***** Raw data *****
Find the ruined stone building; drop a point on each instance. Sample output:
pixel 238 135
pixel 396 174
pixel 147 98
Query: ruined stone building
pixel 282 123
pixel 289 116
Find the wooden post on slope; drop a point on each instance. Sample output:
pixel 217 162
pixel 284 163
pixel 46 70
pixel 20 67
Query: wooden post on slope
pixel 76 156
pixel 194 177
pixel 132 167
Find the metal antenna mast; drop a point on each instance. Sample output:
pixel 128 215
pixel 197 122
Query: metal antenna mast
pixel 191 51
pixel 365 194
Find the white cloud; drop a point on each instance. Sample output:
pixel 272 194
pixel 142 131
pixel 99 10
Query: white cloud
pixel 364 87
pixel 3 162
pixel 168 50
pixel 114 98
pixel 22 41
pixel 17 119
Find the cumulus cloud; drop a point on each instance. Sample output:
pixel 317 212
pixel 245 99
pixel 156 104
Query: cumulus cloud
*****
Your reply should consist of all the records, restated exactly.

◆ Answer box
Find the ruined stone building; drop a point on each instance. Sample output:
pixel 238 135
pixel 396 174
pixel 147 98
Query: ruined stone building
pixel 282 123
pixel 289 116
Find the wooden post on slope; drop a point on each instance. Sample output:
pixel 217 162
pixel 284 163
pixel 46 70
pixel 20 67
Query: wooden post on slope
pixel 76 156
pixel 194 177
pixel 132 167
Find the metal antenna mast; drop a point on each instance. Sample output:
pixel 128 215
pixel 197 122
Query: metal antenna mast
pixel 191 51
pixel 365 194
Find the white cloud; drop a point on each instance. Sample output:
pixel 272 194
pixel 142 131
pixel 99 10
Query: white cloud
pixel 364 87
pixel 3 162
pixel 168 50
pixel 114 98
pixel 22 41
pixel 17 119
Find the cumulus cloud; drop a point on each instance. Sample output:
pixel 317 212
pixel 245 99
pixel 156 104
Query: cumulus cloud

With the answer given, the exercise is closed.